Data extracted from a collection:
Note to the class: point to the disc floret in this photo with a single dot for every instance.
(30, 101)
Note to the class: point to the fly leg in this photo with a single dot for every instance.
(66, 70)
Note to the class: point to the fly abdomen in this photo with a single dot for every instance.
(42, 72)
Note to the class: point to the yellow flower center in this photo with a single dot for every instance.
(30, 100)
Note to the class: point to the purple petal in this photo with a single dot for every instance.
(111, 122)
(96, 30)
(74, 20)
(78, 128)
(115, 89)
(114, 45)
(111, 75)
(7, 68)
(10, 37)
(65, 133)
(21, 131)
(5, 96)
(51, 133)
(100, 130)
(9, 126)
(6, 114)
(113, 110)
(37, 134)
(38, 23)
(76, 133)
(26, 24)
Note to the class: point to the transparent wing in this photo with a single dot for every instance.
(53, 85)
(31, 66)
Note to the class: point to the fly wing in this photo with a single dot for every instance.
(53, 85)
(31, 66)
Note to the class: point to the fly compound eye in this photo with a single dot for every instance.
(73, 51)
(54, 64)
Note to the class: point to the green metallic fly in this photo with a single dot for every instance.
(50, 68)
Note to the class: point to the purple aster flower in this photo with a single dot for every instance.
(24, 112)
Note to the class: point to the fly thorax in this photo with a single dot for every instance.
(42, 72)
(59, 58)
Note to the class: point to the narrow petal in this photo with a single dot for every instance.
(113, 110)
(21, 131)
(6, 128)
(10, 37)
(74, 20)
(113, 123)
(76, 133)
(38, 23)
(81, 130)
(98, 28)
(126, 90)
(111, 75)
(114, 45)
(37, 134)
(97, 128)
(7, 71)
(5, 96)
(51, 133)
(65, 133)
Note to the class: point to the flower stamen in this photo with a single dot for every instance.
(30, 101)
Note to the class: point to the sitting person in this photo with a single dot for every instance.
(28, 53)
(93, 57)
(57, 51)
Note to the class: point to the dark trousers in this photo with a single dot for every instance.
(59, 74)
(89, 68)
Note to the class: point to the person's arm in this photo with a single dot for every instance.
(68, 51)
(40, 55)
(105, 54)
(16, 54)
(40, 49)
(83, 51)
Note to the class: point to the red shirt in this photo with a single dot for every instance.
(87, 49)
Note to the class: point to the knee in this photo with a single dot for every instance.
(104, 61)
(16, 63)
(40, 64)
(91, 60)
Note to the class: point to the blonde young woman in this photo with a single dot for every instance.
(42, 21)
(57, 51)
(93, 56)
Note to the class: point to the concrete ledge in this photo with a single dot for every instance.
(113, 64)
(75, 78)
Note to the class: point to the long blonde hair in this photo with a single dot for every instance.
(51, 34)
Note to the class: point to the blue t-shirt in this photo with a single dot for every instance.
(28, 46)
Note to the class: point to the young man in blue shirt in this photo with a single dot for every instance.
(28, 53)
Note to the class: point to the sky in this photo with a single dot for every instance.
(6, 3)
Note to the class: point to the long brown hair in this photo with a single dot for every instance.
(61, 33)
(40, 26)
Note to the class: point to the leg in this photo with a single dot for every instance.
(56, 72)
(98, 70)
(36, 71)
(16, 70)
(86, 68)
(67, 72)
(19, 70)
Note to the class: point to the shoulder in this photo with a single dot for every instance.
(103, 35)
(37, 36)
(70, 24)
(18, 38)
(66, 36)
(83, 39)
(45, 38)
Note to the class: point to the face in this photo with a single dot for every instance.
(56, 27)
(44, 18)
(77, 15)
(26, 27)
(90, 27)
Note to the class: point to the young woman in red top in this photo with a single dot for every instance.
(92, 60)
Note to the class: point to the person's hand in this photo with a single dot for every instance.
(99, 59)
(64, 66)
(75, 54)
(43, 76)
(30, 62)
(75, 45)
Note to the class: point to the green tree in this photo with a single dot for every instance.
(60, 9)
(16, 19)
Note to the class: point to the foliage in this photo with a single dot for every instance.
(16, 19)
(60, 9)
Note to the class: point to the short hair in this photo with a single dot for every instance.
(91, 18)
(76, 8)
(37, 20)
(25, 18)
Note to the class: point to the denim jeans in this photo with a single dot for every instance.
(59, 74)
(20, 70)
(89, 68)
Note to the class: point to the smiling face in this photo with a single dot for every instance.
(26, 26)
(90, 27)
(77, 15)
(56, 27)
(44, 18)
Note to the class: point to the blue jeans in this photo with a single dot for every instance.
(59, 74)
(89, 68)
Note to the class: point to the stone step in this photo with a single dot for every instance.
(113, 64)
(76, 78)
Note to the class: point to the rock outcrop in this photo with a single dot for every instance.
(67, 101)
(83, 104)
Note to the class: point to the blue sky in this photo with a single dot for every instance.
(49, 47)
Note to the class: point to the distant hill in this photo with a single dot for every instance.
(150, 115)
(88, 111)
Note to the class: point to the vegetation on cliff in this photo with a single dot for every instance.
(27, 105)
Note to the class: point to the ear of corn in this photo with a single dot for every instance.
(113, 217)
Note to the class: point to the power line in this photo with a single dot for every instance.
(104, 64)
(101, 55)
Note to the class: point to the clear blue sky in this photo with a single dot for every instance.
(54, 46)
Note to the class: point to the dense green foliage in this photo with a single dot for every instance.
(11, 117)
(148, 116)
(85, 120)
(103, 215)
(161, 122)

PROBLEM STATEMENT: Each entry above needs to be retyped exactly as it appears.

RESPONSE BOX:
Note to the class: point to the disc floret in this photo with a single dot for every instance.
(30, 101)
Note to the class: point to the fly leg in this photo with a single dot for every instance.
(66, 70)
Note to the class: point to the fly abdomen in this photo with a single dot for every instance.
(42, 72)
Note to the class: point to the yellow flower center in this photo with a single dot for every instance.
(30, 100)
Note to the class: point to the purple petal in this photo with a single dot for every instance.
(111, 122)
(96, 30)
(74, 20)
(78, 128)
(115, 89)
(114, 45)
(111, 75)
(7, 68)
(10, 37)
(65, 133)
(21, 131)
(5, 96)
(51, 133)
(100, 130)
(9, 126)
(6, 114)
(113, 110)
(37, 134)
(38, 23)
(76, 133)
(26, 24)
Note to the class: point to the transparent wing in this photo with a single dot for every instance.
(53, 85)
(31, 66)
Note to the class: point to the fly wing in this photo with a single dot for every instance.
(53, 85)
(31, 66)
Note to the class: point to the fly compound eye in this photo with a single dot for every instance.
(73, 51)
(54, 64)
Note to the class: point to the green metallic fly in this photo with a single dot for every instance.
(50, 68)
Note to the class: point to the purple aster flower in this photo with a single dot for every instance.
(24, 112)
Note to the class: point to the fly thorax in this photo with a single dot for every instance.
(42, 72)
(59, 58)
Note to the class: point to the narrow petal in this photo with a single dot for every instance.
(113, 110)
(21, 131)
(6, 128)
(10, 37)
(74, 20)
(113, 123)
(76, 133)
(38, 23)
(81, 130)
(98, 28)
(126, 90)
(111, 75)
(114, 45)
(37, 134)
(97, 128)
(7, 71)
(5, 96)
(51, 133)
(65, 133)
Note to the class: point to the flower stamen in this photo with a single dot for every instance.
(30, 101)
Note to the class: point to the sitting person in this photo with a single dot for every instance.
(28, 53)
(93, 57)
(57, 51)
Note to the class: point to the dark trousers in this photo with a single dot for every instance.
(59, 74)
(89, 68)
Note to the class: point to the person's arm in this photo with a single dot for every instance.
(68, 51)
(40, 55)
(105, 54)
(16, 54)
(40, 49)
(83, 51)
Note to the class: point to the red shirt in this photo with a single dot for every instance.
(87, 49)
Note to the class: point to the knee in this photo with a single dot for every instance.
(104, 61)
(16, 63)
(40, 64)
(91, 60)
Note to the class: point to the blonde young woman in this photo with a single dot for every instance.
(42, 21)
(57, 51)
(93, 56)
Note to the class: point to the concrete ledge in this photo with a single dot for every instance.
(113, 64)
(75, 78)
Note to the class: point to the long blonde hair in this photo with a single dot for every instance.
(51, 34)
Note to the class: point to the blue t-shirt in this photo with a single dot for every instance.
(28, 46)
Note to the class: point to the young man in blue shirt in this photo with a single dot for every instance.
(28, 53)
Note to the class: point to the sky in this photo with a single dot for every instance.
(6, 3)
Note to the class: point to the long brown hair in this photo with a single dot for every instance.
(61, 33)
(40, 26)
Note to the class: point to the leg in this photo with a single dot for every instance.
(56, 72)
(98, 70)
(36, 71)
(16, 70)
(86, 68)
(67, 72)
(19, 70)
Note to the class: point to the shoulder in this photo with a single dot for every instance.
(103, 35)
(37, 36)
(70, 24)
(18, 38)
(66, 36)
(83, 39)
(45, 38)
Note to the class: point to the face in this photo with a single dot for every instance.
(56, 27)
(44, 18)
(77, 15)
(26, 27)
(90, 27)
Note to the class: point to the young woman in red top in this photo with a single dot for every instance.
(92, 60)
Note to the class: point to the person's hand in this photo with a single dot for every instance.
(99, 59)
(64, 66)
(75, 54)
(43, 76)
(30, 62)
(75, 45)
Note to the class: point to the green tree in this photo with a single dot for every instance.
(60, 9)
(16, 19)
Note to the class: point to the foliage in this photo with a single dot for every instance.
(16, 19)
(60, 9)
Note to the class: point to the short hair in this photo with a single dot for every instance.
(91, 18)
(76, 8)
(37, 20)
(25, 18)
Note to the class: point to the denim jeans in this photo with a single dot for every instance.
(59, 74)
(20, 70)
(89, 68)
Note to the class: point to the smiling face in this photo with a single dot for every instance.
(26, 26)
(90, 27)
(77, 15)
(56, 27)
(44, 18)
Note to the class: point to the blue jeans in this photo with a single dot for every instance.
(59, 74)
(89, 68)
Note to the class: point to the stone step in this photo with a single dot for every instance.
(113, 64)
(76, 78)
Note to the class: point to the rock outcrop in this photo with a single dot for every instance.
(67, 101)
(83, 104)
Note to the class: point to the blue sky in this photo with a single dot for every instance.
(49, 47)
Note to the class: point to the distant hill in this photo with a single dot for every instance.
(150, 115)
(88, 111)
Note to the class: point to the vegetation on cliff in this photo with a single dot for every instance.
(27, 105)
Note to the class: point to the ear of corn in this photo with a single dot for every instance.
(113, 217)
Note to the class: point to the power line in this photo with a single dot for every instance.
(104, 64)
(101, 55)
Note to the class: point to the clear blue sky in this photo with a single dot for every instance.
(54, 46)
Note to the class: point to the dense green foliage in this photo with a single dot for every instance.
(11, 117)
(148, 116)
(85, 120)
(103, 215)
(161, 122)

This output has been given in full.